Pointing dataset records
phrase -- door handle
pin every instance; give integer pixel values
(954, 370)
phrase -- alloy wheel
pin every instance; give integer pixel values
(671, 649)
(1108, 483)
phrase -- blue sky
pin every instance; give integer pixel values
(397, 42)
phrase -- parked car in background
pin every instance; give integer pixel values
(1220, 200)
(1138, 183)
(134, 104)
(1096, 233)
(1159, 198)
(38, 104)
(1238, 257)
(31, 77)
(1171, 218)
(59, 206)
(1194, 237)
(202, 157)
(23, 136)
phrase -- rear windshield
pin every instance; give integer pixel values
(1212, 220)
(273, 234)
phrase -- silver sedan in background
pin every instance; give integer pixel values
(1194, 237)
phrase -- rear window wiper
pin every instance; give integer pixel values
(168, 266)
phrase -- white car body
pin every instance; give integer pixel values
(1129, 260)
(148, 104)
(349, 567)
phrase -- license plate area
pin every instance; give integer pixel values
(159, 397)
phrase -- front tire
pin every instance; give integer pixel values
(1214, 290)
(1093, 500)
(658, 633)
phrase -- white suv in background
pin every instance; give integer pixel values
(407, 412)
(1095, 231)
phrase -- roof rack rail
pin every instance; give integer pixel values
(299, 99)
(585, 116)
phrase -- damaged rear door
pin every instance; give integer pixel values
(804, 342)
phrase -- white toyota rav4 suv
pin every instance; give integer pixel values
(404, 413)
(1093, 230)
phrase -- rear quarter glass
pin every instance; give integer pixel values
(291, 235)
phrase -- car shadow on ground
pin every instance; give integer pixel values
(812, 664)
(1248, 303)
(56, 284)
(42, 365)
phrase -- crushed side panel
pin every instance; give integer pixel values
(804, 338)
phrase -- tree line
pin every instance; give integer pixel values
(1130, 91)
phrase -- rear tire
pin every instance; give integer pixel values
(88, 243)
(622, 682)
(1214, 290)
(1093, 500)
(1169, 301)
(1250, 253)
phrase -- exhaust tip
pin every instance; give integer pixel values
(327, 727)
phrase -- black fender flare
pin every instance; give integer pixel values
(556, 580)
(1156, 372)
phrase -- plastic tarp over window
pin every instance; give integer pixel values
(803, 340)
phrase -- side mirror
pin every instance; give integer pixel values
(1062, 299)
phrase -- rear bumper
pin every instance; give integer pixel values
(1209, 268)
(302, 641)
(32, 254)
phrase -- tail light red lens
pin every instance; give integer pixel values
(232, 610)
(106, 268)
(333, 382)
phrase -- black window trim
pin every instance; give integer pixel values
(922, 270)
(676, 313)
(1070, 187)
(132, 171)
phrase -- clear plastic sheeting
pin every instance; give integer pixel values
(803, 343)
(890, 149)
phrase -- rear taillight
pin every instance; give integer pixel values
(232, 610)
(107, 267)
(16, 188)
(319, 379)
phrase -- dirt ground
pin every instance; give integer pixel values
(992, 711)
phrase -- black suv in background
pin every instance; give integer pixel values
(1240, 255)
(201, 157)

Job:
Render all of the records above as a numbered list, one entry per line, with blank lines omitted.

Task result:
1. phrase -- door handle
2. pin every instance; give integer pixel values
3. (954, 370)
4. phrase -- alloy wheel
5. pin every instance; give integer pixel values
6. (671, 649)
7. (1108, 483)
8. phrase -- blue sky
9. pin every instance; give integer pixel values
10. (397, 42)
11. phrase -- parked car in background
12. pin every instance; give integer pixel values
13. (1220, 200)
14. (1138, 183)
15. (134, 104)
16. (1096, 233)
17. (1159, 198)
18. (38, 104)
19. (1238, 257)
20. (31, 77)
21. (1171, 218)
22. (59, 206)
23. (1194, 237)
24. (202, 157)
25. (23, 136)
26. phrase -- rear windshield
27. pin every instance; give integer pixel values
28. (1212, 220)
29. (273, 234)
30. phrase -- silver sedan in background
31. pin every instance; give integer pixel values
32. (1194, 237)
33. phrase -- rear window wiper
34. pin every instance; give integer pixel values
35. (168, 266)
36. phrase -- white car body
37. pin every instance; give integer pixel values
38. (1129, 260)
39. (148, 104)
40. (349, 567)
41. phrase -- license plate area
42. pin every instance; give integer pixel values
43. (159, 397)
44. phrase -- front tire
45. pin every instance; give integer pixel values
46. (1214, 290)
47. (1093, 500)
48. (658, 633)
49. phrase -- white suv in background
50. pin every instance; give integer pixel values
51. (407, 412)
52. (1095, 231)
53. phrase -- roof rack rail
54. pin every instance; give integer pixel values
55. (299, 99)
56. (585, 116)
57. phrase -- damaged rear door
58. pin every instance; give integer pixel values
59. (804, 342)
60. phrase -- white toyota rav4 suv
61. pin every instance; give integer pixel values
62. (404, 413)
63. (1093, 230)
64. phrase -- rear quarter glass
65. pin every instance; give integer pixel values
66. (291, 235)
67. phrase -- car shadow on ground
68. pin every instance; give integer pixel values
69. (812, 664)
70. (1248, 303)
71. (56, 284)
72. (42, 365)
73. phrase -- crushed side panel
74. pin every instance; give integer pixel values
75. (804, 338)
76. phrase -- tree line
77. pin every instance; give integer pixel values
78. (1130, 91)
79. phrase -- rear tire
80. pin every instance; give integer pixel values
81. (88, 243)
82. (622, 682)
83. (1214, 290)
84. (1093, 500)
85. (1169, 301)
86. (1250, 253)
87. phrase -- exhaust tip
88. pin every instance; give integer pixel values
89. (327, 727)
90. phrase -- black fender flare
91. pin every instance; give integer pixel values
92. (556, 580)
93. (1156, 372)
94. phrase -- plastic tarp over window
95. pin every instance; give integer pixel values
96. (803, 340)
97. phrase -- side mirror
98. pin every instance; give integer pixel values
99. (1062, 299)
100. phrase -- rear bumper
101. pin every instance; give integer pixel values
102. (1209, 268)
103. (302, 641)
104. (32, 254)
105. phrase -- tail light red lens
106. pin every instance; give integer pixel values
107. (232, 610)
108. (106, 268)
109. (333, 382)
110. phrase -- black window trim
111. pin every instance; give integer pixel values
112. (922, 270)
113. (676, 313)
114. (1070, 187)
115. (132, 171)
116. phrase -- clear plastic sheeting
117. pin every instance; give integer pixel values
118. (803, 343)
119. (890, 149)
120. phrase -- rear taillight
121. pin every instance; give integer pixel values
122. (232, 610)
123. (107, 267)
124. (16, 188)
125. (319, 379)
126. phrase -- dirt ground
127. pin every instance; give integer pixel values
128. (992, 711)
129. phrase -- black suv in background
130. pin every instance; give integer pixel values
131. (1240, 255)
132. (201, 157)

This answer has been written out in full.